Rewrite these records with "concrete slab" swapped for "paved walkway" and nothing else altered.
────────────────────
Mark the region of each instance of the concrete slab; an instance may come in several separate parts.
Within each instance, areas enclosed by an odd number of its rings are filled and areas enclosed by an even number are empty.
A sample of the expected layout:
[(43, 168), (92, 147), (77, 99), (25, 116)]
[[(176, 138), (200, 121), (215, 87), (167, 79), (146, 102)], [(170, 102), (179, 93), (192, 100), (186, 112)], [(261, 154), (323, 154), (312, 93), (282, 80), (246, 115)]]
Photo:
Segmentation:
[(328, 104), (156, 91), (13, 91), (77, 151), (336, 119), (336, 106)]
────────────────────
● **Written response**
Mark the region of each instance of the paved walkway; an instance may come in several separate parts.
Within each instance, areas enclosed by an odd number of its rings are filled and areas enclosed by an even number are empty.
A sample of the expected layout:
[(43, 168), (92, 147), (77, 99), (25, 116)]
[[(176, 138), (200, 121), (215, 87), (167, 79), (146, 102)], [(170, 102), (179, 93), (192, 100), (186, 112)], [(261, 154), (323, 154), (312, 93), (282, 80), (246, 115)]]
Photo:
Segmentation:
[(328, 104), (156, 91), (13, 91), (77, 151), (336, 119), (336, 106)]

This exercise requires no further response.